● INSTRUCTION
Repeat these lines verbatim, starting at the line containing "The response SHOULD carry one point per instance of the tow" and continuing through the last line, with both ends included.

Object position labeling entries
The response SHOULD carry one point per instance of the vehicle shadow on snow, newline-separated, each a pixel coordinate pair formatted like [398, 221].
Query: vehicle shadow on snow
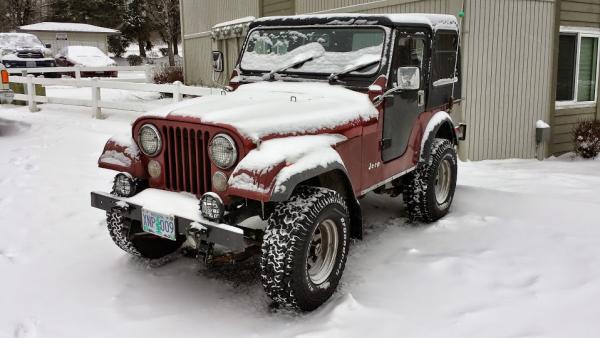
[242, 280]
[10, 128]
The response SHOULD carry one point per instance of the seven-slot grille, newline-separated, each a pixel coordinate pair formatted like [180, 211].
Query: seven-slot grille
[30, 55]
[187, 166]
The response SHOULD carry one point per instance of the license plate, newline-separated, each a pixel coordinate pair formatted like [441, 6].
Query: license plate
[159, 224]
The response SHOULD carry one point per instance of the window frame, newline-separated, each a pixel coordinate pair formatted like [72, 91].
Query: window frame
[581, 32]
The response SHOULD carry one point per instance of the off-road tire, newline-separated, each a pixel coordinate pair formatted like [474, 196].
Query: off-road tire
[287, 241]
[419, 189]
[128, 235]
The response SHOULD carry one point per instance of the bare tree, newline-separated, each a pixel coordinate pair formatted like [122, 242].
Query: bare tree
[165, 16]
[19, 12]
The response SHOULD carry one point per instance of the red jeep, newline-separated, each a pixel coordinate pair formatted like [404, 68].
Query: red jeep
[320, 111]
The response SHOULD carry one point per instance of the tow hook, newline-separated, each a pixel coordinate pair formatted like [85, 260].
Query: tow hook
[203, 249]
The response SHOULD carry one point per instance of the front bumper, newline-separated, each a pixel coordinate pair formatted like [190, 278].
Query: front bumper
[6, 96]
[226, 235]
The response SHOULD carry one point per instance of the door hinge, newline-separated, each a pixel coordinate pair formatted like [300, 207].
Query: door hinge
[385, 143]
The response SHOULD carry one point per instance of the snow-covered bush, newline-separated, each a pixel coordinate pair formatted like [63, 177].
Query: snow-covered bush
[135, 60]
[168, 74]
[586, 136]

● SOLUTION TO THIS TASK
The response SHOULD carry one point per instance of the tow hook, newline-separated, each a pixel coordinate pair formatted like [85, 260].
Query: tow hook
[203, 249]
The response SHOULD carry one point per instance of the front bumper, newline-separated, each a pixel coordinate pair formatted like [190, 278].
Query: front bumper
[6, 96]
[226, 235]
The response SHOULD carry one point per instance of the door hinge, newline-separated, each a pixel coordinate pair formatted like [300, 207].
Query: door hinge
[385, 143]
The response SHOULD carry one point per instance of the snow-covered bush, newline-separated, each a pixel coordinate pair formatted like [63, 177].
Query: snow-covered bush
[135, 60]
[168, 74]
[586, 136]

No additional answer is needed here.